● **QUELLE**

Tagesmail vom 01.03.2024

Natur brüllt! LXI,

Wirre Gedanken für wirre Zeiten.

Putin droht – mit atomarem Auslöschen der Zivilisation.

Dann hätten wir unsere Ruhe.

Die Zivilisation erbricht sich. Was unten war, rülpst nach oben. Was schreckliche Ausnahme war – wird Normalität:

„Der Vorfall hat weltweit Bestürzung hervorgerufen. Besonders deutliche Worte kommen aus Frankreich: »Der Beschuss von Zivilisten durch das israelische Militär bei dem Versuch, an Lebensmittel zu gelangen, ist nicht zu rechtfertigen«, heißt es in einer am Donnerstagabend veröffentlichten Mitteilung des französischen Außenministeriums. In jedem Fall liegt es in der Verantwortung Israels, sich an die Regeln des Völkerrechts zu halten und die Verteilung humanitärer Hilfe an die Zivilbevölkerung zu schützen. Frankreichs Präsident Emmanuel Macron schrieb in der Nacht zum Freitag auf X: »Ich bringe meine entschiedene Ablehnung gegenüber diesen Schüssen zum Ausdruck und fordere Wahrheit, Gerechtigkeit und die Einhaltung des Völkerrechts. Der EU-Außenbeauftragte Josep Borrell sprach von einem »Blutbad«. »Ich bin entsetzt über die Nachrichten über ein weiteres Blutbad unter Zivilisten in Gaza, die verzweifelt humanitäre Hilfe brauchen«, schrieb er in der Nacht auf Freitag auf X. »Diese Todesfälle sind absolut inakzeptabel.«“ (SPIEGEL.de)

Noch unfassbarer: aus Deutschland keine Reaktion. Wahrheit, Gerechtigkeit und Völkerrecht: diese Begriffe gibt es nicht mehr bei uns. Sie sind abgestürzt.

Nichts schlimmer als Moral. Habeck, der Grüne, will „nicht bessere Menschen machen, sondern bessere Politik. … Wir wären doch Idioten, wenn wir die Freiheit, die wir verteidigen wollen, zerstören würden.“ (SPIEGEL.de)

Bessere Menschen machen ist Freiheit zerstören? Das ist das Dogma des Neoliberalismus. Müssen nicht erst Menschen besser werden, damit sie bessere Politik machen können?

● **GEGEBENE AUFGABE 1**
Prüfe, ob die folgenden Aussagen mit der Tagesmail übereinstimmen, und belege jede Ja- oder Nein-Antwort mit den entscheidenden Worten der Tagesmail als wörtlichem Zitat. (a) Laut der Tagesmail kam aus Deutschland keine Reaktion auf den Vorfall. (b) Macron äußerte sich am Donnerstagabend auf X. (c) Habeck will bessere Menschen machen.
● **GEGEBENE AUFGABE 2**
Gib den Abschnitt der Tagesmail von „Tagesmail vom 01.03.2024“ bis „wir unsere Ruhe.“ wortgetreu aus.
Die anschließende Auflistung ist eigenständiges Material und gehört nicht zur Tagesmail.

● **Einträge aus einer Datenquelle**
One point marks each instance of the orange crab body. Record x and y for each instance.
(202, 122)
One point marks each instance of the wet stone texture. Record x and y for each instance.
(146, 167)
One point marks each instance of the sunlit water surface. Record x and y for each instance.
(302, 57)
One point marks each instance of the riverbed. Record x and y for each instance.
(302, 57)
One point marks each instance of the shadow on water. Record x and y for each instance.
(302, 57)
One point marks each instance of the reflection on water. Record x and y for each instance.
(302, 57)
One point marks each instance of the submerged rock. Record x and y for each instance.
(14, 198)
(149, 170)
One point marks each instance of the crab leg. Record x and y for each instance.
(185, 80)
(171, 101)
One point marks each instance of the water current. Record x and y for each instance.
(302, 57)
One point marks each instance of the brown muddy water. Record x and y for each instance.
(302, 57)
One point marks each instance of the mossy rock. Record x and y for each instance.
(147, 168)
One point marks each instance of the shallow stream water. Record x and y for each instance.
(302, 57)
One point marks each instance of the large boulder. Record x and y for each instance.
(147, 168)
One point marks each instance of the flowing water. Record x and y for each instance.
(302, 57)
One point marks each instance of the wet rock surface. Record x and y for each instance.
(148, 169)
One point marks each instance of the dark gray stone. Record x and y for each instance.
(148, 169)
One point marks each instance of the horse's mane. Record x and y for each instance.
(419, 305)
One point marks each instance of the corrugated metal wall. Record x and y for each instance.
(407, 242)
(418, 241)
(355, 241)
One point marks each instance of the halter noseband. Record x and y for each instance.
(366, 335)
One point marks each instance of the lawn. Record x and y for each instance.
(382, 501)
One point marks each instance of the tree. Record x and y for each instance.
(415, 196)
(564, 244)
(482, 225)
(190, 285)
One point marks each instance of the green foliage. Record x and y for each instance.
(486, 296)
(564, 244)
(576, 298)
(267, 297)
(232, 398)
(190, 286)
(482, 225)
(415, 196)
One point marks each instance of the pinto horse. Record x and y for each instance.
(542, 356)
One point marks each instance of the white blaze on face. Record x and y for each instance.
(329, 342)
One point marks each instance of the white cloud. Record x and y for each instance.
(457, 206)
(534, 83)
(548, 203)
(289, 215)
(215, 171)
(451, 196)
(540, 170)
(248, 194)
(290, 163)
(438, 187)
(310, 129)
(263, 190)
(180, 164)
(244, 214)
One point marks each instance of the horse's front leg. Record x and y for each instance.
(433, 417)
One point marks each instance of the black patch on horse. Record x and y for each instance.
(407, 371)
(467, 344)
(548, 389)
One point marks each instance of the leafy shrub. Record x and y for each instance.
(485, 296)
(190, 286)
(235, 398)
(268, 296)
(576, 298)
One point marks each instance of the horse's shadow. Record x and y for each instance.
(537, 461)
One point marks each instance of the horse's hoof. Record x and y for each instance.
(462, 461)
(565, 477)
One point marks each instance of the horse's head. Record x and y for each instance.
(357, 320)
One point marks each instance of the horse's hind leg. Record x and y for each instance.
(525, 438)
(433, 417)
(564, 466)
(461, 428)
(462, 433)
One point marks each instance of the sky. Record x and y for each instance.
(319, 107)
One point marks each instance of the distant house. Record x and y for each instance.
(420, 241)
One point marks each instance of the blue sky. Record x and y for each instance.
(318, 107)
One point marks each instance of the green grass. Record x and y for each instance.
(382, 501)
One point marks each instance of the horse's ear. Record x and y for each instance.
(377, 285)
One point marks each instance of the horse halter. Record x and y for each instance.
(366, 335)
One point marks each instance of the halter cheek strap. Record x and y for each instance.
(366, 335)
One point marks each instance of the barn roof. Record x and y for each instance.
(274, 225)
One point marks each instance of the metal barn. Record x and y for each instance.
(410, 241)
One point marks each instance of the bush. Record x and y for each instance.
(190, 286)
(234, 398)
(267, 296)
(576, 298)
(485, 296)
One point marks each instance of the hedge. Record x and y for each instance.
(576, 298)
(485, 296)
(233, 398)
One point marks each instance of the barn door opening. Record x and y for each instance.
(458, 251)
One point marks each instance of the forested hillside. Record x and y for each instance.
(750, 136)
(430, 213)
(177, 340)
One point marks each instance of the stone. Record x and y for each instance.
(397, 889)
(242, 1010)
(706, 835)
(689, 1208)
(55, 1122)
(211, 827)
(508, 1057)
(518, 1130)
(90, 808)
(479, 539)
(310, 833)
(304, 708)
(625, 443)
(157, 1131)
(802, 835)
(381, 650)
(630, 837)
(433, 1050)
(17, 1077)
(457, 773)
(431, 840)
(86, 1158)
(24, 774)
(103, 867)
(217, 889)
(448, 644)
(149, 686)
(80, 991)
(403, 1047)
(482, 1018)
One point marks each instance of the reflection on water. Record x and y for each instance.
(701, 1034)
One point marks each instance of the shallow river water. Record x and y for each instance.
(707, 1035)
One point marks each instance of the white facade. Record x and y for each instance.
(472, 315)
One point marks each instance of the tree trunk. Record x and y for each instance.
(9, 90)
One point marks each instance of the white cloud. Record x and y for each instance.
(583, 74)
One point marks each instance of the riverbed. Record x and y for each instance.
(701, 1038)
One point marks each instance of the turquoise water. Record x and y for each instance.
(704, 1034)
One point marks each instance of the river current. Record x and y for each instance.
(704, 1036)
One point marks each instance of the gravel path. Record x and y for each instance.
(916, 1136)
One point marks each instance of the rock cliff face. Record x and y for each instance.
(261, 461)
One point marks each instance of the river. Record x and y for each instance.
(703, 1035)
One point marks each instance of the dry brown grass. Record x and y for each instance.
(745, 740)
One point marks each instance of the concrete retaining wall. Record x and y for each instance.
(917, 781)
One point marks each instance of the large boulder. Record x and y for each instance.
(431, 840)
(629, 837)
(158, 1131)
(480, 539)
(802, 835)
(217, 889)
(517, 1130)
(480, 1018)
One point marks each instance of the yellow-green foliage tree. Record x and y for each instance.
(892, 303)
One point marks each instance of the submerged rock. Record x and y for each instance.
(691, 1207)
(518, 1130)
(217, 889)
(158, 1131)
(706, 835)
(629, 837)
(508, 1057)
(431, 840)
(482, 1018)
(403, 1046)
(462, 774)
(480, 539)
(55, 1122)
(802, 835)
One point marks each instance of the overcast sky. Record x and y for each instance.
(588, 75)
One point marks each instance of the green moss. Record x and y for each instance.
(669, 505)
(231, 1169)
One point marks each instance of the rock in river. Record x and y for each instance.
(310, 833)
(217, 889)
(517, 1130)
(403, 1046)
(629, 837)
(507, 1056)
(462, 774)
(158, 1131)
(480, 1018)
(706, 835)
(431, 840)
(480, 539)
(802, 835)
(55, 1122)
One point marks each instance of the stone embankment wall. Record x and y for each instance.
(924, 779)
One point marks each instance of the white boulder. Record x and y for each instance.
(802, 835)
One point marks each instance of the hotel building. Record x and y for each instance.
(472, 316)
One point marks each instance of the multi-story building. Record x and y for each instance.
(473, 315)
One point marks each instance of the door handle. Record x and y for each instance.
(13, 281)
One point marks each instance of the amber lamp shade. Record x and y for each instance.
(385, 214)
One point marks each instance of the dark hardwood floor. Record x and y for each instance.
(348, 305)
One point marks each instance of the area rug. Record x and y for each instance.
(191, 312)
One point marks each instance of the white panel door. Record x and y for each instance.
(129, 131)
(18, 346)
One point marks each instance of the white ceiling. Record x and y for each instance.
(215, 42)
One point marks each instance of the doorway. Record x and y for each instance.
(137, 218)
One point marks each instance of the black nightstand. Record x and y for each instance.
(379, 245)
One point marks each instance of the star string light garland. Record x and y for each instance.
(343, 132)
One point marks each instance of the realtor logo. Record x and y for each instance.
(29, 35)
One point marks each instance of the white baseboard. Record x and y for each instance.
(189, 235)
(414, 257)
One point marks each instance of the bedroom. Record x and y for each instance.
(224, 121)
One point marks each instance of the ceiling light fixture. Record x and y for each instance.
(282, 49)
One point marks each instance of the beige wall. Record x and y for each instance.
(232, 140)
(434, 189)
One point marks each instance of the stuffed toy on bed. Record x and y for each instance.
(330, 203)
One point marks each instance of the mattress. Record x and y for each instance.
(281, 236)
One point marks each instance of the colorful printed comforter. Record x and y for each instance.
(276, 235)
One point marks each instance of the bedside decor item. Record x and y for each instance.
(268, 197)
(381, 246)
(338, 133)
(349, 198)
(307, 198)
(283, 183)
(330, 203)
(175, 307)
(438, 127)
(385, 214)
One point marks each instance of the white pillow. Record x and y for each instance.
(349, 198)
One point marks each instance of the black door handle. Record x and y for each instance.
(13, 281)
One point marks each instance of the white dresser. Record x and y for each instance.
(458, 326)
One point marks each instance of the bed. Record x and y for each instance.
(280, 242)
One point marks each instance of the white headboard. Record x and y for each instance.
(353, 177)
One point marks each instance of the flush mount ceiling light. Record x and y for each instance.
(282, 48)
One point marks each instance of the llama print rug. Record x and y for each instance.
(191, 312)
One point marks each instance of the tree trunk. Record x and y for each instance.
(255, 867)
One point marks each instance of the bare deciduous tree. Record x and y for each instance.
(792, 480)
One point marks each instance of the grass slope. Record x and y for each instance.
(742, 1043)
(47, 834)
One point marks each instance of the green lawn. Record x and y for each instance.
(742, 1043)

● **AUSGABE 1**
(a) Ja: „Noch unfassbarer: aus Deutschland keine Reaktion.“
(b) Nein: „Frankreichs Präsident Emmanuel Macron schrieb in der Nacht zum Freitag auf X“
(c) Nein: „nicht bessere Menschen machen, sondern bessere Politik“

● **AUSGABE 2**
Tagesmail vom 01.03.2024

Natur brüllt! LXI,

Wirre Gedanken für wirre Zeiten.

Putin droht – mit atomarem Auslöschen der Zivilisation.

Dann hätten wir unsere Ruhe.